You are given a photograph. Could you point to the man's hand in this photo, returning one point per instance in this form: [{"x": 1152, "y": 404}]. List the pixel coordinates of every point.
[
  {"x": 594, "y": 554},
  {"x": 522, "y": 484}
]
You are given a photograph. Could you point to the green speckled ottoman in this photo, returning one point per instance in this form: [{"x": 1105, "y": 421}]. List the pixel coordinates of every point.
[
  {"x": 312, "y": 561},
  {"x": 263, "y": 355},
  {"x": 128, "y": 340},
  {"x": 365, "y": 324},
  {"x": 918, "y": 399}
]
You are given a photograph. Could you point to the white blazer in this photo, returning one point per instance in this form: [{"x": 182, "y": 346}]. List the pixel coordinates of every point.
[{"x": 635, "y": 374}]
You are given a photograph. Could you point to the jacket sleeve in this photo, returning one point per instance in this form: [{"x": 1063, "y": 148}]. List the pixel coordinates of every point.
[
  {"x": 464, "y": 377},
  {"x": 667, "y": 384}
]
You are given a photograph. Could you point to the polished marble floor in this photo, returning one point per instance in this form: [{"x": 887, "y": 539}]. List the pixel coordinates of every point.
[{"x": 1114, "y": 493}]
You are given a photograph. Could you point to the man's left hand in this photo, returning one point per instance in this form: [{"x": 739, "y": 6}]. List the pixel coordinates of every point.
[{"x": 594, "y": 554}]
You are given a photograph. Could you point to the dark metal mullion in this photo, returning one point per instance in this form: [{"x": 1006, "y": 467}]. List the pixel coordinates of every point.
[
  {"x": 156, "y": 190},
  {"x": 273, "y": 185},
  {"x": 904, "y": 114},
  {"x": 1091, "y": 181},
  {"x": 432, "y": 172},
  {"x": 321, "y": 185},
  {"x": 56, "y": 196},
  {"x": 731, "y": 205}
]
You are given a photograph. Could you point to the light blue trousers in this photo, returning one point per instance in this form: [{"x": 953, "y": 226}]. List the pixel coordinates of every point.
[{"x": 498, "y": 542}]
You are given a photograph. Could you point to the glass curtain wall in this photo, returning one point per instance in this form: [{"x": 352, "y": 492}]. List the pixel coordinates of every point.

THE PROBLEM: Return, unchanged, each line from the line containing "the man's left" through the last line of the material.

CORRECT RESPONSE:
You are given a photograph. Could you point to the man's left hand in this photo, returning one point per instance in this form: [{"x": 739, "y": 6}]. List the pixel coordinates of every point.
[{"x": 594, "y": 554}]
You are given a photograph. Could you point to the dark metal mullion in this photo, returning one point per instance in this form: [{"x": 1006, "y": 467}]. List the pixel coordinates of every point.
[
  {"x": 156, "y": 190},
  {"x": 273, "y": 185},
  {"x": 904, "y": 114},
  {"x": 1091, "y": 181},
  {"x": 432, "y": 172},
  {"x": 321, "y": 185},
  {"x": 56, "y": 196},
  {"x": 731, "y": 205}
]
You are given a photograph. Could you point to the light blue trousers in this photo, returning one point per instance in this form: [{"x": 953, "y": 226}]. List the pixel coordinates of every point.
[{"x": 498, "y": 542}]
You are given a photograph. Could you point to the glass curtain wall in this photo, returning one point per instance in this form: [{"x": 352, "y": 492}]. List the pixel coordinates of every point.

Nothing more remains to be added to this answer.